* **About this task**:
Give every entry again, exactly.

* **Data for this task**:
____________
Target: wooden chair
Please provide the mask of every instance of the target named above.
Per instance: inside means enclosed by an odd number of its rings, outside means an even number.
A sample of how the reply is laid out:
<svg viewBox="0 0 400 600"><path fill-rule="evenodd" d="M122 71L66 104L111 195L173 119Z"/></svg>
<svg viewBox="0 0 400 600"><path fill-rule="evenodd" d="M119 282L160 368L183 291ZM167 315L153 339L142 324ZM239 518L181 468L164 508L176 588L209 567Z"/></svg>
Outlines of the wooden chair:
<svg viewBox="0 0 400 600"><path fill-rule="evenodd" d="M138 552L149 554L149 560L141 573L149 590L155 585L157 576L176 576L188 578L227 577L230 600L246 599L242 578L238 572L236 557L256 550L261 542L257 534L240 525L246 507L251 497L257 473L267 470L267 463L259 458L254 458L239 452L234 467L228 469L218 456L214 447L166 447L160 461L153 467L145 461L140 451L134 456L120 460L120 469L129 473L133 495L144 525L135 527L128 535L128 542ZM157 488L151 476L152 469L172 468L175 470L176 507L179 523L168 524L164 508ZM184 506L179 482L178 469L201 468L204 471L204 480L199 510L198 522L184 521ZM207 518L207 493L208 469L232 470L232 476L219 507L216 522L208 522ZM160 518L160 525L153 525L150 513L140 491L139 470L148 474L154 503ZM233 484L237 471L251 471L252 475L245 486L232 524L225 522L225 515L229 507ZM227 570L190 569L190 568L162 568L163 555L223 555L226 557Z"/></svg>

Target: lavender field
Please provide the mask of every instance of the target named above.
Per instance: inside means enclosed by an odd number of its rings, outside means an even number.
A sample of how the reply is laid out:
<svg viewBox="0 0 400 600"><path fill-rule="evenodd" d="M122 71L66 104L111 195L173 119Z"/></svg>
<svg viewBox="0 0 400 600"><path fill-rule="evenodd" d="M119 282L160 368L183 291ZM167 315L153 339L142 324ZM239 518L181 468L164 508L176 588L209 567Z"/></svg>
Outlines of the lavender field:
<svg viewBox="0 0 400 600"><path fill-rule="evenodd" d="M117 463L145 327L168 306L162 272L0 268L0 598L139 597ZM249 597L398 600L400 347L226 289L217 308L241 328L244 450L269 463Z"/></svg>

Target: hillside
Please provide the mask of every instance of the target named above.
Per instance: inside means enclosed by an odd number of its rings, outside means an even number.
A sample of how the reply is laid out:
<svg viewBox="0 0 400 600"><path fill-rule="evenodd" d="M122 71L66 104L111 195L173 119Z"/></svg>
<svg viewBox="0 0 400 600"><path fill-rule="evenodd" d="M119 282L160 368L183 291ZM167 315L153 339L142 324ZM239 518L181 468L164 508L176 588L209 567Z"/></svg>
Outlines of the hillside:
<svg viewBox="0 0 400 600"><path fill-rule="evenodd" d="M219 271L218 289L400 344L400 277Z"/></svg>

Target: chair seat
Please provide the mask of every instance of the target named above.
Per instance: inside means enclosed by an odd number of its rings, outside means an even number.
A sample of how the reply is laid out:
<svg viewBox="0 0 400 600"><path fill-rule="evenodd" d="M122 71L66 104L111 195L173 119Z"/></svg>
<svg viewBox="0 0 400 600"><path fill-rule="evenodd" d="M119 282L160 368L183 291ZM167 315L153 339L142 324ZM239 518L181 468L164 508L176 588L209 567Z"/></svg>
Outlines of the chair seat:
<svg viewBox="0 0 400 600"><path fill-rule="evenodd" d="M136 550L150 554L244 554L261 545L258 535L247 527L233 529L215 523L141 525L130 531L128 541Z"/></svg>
____________
* **Completed task**:
Target: wooden chair
Please provide the mask of every instance of the target named above.
Per instance: inside means enclosed by an odd number of its rings, outside means an even number.
A sample of how the reply is laid out:
<svg viewBox="0 0 400 600"><path fill-rule="evenodd" d="M122 71L66 104L111 195L173 119Z"/></svg>
<svg viewBox="0 0 400 600"><path fill-rule="evenodd" d="M119 282L160 368L183 291ZM167 315L153 339L142 324ZM239 518L181 468L164 508L176 588L209 567Z"/></svg>
Outlines of the wooden chair:
<svg viewBox="0 0 400 600"><path fill-rule="evenodd" d="M138 552L149 554L149 560L141 573L149 590L155 585L157 576L176 576L188 578L227 577L230 600L246 599L242 578L238 572L236 557L256 550L261 542L257 534L240 525L246 507L251 497L257 473L267 470L267 463L259 458L254 458L239 452L234 467L228 469L218 456L214 447L166 447L160 461L153 467L145 461L140 451L134 456L120 460L120 469L129 473L133 495L144 525L135 527L128 535L128 542ZM157 488L151 476L152 469L172 468L175 470L176 507L179 523L168 524L164 508ZM184 506L179 482L178 469L201 468L204 471L204 480L199 510L198 522L184 521ZM207 518L207 493L208 469L232 470L232 476L219 507L216 522L208 522ZM160 518L160 525L153 525L150 513L140 491L139 470L148 474L154 503ZM233 484L237 471L251 471L252 475L245 486L232 524L225 522L225 515L229 507ZM227 570L190 569L190 568L162 568L163 555L223 555L226 557Z"/></svg>

Target: lavender field
Please provide the mask of every instance of the target named above.
Per instance: inside means enclosed by an odd number of its rings, outside means an even number.
A sample of how the reply is laid out:
<svg viewBox="0 0 400 600"><path fill-rule="evenodd" d="M122 71L66 104L111 195L173 119Z"/></svg>
<svg viewBox="0 0 400 600"><path fill-rule="evenodd" d="M119 282L160 368L183 291ZM167 315L153 339L142 324ZM239 518L181 468L164 508L176 588L209 567Z"/></svg>
Outlines of the lavender field:
<svg viewBox="0 0 400 600"><path fill-rule="evenodd" d="M117 463L145 327L168 306L162 272L0 268L0 598L139 597ZM249 597L398 600L400 347L226 289L217 308L241 328L244 450L269 463Z"/></svg>

Target: hillside
Please provide the mask of every instance of the target named above.
Per instance: inside means enclosed by an odd number of its rings, outside means an even number.
A sample of how the reply is laid out:
<svg viewBox="0 0 400 600"><path fill-rule="evenodd" d="M122 71L66 104L111 195L173 119Z"/></svg>
<svg viewBox="0 0 400 600"><path fill-rule="evenodd" d="M119 282L160 368L183 291ZM167 315L153 339L142 324ZM239 518L181 468L164 508L176 588L209 567Z"/></svg>
Outlines of the hillside:
<svg viewBox="0 0 400 600"><path fill-rule="evenodd" d="M219 271L218 289L400 344L400 277Z"/></svg>

Target: chair seat
Please provide the mask of every instance of the target named above.
Per instance: inside means enclosed by an odd number of its rings, outside means an even number.
A sample of how the reply is laid out:
<svg viewBox="0 0 400 600"><path fill-rule="evenodd" d="M122 71L66 104L111 195L173 119Z"/></svg>
<svg viewBox="0 0 400 600"><path fill-rule="evenodd" d="M119 282L160 368L183 291ZM167 315L153 339L142 324ZM239 518L181 468L164 508L176 588L209 567Z"/></svg>
Outlines of the chair seat:
<svg viewBox="0 0 400 600"><path fill-rule="evenodd" d="M136 550L150 554L244 554L261 545L258 535L247 527L233 529L215 523L141 525L130 531L128 541Z"/></svg>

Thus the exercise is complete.